Problem statement: Pick out the lines below that include the string "silhouette".

Extracted data entries:
⟨

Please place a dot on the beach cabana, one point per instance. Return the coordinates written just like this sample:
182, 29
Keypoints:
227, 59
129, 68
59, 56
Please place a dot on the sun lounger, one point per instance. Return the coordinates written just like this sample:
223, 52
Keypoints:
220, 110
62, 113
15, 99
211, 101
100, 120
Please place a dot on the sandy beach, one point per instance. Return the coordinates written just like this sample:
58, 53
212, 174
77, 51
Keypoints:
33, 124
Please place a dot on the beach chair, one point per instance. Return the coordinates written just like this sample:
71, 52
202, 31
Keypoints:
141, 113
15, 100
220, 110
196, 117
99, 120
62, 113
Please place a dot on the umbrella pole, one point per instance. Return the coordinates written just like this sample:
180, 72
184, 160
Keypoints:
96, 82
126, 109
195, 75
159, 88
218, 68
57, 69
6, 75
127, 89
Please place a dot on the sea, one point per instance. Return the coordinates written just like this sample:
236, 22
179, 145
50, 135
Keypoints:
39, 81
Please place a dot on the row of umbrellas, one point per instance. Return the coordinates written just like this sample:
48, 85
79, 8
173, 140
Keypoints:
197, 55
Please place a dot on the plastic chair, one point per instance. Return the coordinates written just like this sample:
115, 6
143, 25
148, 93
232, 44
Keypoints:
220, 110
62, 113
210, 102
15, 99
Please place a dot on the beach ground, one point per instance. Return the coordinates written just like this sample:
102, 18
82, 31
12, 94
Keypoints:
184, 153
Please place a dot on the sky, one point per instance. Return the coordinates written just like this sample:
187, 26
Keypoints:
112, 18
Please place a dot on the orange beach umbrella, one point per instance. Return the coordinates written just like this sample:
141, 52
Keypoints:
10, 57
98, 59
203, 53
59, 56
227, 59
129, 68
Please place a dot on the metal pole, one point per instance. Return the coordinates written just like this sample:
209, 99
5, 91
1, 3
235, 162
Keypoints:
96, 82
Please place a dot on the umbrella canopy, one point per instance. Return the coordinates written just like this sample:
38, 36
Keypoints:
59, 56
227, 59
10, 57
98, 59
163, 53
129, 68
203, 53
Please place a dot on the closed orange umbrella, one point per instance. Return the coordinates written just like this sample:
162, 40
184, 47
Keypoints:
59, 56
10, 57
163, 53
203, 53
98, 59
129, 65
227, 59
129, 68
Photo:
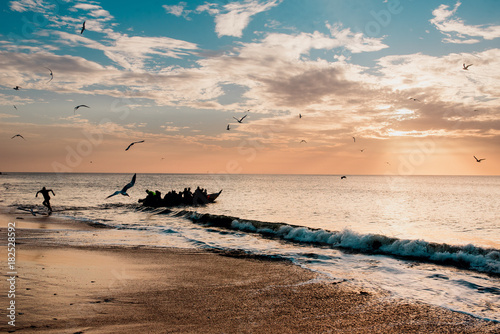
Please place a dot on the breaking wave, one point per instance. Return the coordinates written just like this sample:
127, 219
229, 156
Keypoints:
469, 256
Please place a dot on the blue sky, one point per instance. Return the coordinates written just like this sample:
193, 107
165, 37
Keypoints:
175, 73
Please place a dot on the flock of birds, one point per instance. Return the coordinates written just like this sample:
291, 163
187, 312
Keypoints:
228, 128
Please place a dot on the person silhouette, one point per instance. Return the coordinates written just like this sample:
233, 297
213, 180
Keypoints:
46, 197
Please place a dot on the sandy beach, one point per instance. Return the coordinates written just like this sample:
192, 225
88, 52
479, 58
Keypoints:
94, 289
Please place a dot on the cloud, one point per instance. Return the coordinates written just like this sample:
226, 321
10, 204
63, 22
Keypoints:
177, 10
39, 6
235, 16
457, 31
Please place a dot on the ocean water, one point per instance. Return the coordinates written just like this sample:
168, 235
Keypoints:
434, 239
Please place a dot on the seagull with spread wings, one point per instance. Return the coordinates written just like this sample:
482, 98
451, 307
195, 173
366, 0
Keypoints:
136, 142
124, 190
81, 105
240, 120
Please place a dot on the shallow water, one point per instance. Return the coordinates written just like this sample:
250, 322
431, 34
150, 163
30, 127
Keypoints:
430, 238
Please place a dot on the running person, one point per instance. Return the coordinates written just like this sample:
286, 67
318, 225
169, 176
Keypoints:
46, 197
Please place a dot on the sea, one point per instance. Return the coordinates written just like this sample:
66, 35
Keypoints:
429, 239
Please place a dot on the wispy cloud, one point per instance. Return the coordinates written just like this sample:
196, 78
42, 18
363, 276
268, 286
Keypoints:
457, 31
234, 17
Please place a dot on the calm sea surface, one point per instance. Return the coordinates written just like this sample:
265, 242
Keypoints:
430, 238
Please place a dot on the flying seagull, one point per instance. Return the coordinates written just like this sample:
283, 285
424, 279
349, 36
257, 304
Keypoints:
240, 120
81, 105
51, 74
136, 142
124, 190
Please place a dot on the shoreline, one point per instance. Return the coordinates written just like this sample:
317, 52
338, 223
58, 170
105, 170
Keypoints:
103, 289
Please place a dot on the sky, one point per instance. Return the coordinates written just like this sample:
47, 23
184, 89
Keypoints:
328, 86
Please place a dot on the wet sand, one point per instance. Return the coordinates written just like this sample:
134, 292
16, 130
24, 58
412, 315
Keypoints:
91, 289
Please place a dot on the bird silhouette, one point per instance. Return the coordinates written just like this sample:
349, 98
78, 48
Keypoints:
81, 105
466, 67
51, 74
136, 142
124, 189
240, 120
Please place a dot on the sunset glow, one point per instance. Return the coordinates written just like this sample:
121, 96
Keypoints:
388, 73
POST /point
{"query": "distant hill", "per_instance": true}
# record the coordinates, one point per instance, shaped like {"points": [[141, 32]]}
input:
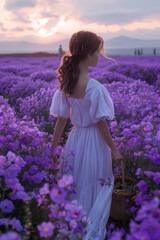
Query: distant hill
{"points": [[118, 42]]}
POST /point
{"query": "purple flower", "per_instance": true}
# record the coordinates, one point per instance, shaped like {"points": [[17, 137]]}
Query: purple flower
{"points": [[66, 181], [33, 169], [73, 224], [16, 224], [142, 185], [22, 195], [54, 209], [148, 173], [151, 226], [156, 177], [74, 213], [138, 172], [10, 173], [11, 182], [45, 189], [11, 156], [147, 208], [72, 153], [133, 209], [46, 229], [4, 221], [6, 206], [10, 236], [117, 236], [20, 161], [58, 194]]}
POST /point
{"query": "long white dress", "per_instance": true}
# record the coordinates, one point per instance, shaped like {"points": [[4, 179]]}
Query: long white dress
{"points": [[92, 156]]}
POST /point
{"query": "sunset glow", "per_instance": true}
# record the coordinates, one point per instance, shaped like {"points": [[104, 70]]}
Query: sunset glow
{"points": [[57, 20]]}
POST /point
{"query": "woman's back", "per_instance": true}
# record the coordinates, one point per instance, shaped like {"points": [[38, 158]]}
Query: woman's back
{"points": [[96, 104]]}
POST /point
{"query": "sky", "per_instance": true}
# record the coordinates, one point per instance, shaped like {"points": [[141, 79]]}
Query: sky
{"points": [[46, 21]]}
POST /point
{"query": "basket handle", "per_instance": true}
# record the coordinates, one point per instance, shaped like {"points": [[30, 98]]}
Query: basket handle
{"points": [[122, 169]]}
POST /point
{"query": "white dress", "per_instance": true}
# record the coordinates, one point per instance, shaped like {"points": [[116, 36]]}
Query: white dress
{"points": [[92, 159]]}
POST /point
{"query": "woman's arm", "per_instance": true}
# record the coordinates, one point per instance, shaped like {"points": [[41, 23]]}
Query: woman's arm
{"points": [[59, 127]]}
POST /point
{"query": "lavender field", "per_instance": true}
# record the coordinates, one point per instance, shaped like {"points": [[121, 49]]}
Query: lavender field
{"points": [[33, 190]]}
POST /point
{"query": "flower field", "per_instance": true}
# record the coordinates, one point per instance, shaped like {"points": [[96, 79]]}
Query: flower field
{"points": [[33, 190]]}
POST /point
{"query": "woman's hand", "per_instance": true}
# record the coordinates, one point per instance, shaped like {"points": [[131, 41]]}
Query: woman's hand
{"points": [[116, 156]]}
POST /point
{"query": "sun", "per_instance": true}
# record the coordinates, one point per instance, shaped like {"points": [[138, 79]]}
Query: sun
{"points": [[43, 33]]}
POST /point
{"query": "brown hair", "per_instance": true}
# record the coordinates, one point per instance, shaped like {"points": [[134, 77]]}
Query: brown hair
{"points": [[81, 44]]}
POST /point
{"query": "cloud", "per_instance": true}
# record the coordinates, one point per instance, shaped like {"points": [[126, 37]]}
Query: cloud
{"points": [[54, 19], [115, 11], [17, 4]]}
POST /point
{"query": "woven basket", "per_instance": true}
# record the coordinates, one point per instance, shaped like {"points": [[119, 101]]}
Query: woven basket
{"points": [[119, 206]]}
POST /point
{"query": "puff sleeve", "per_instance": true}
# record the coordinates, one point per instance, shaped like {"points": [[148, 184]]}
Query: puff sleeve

⟩

Exercise result:
Please place a dot on the person silhouette, one point per instance. Return the coordinates written just like this sample:
Please place a dot on the bird silhouette, one point per instance. Return the coordinates written just like this sample:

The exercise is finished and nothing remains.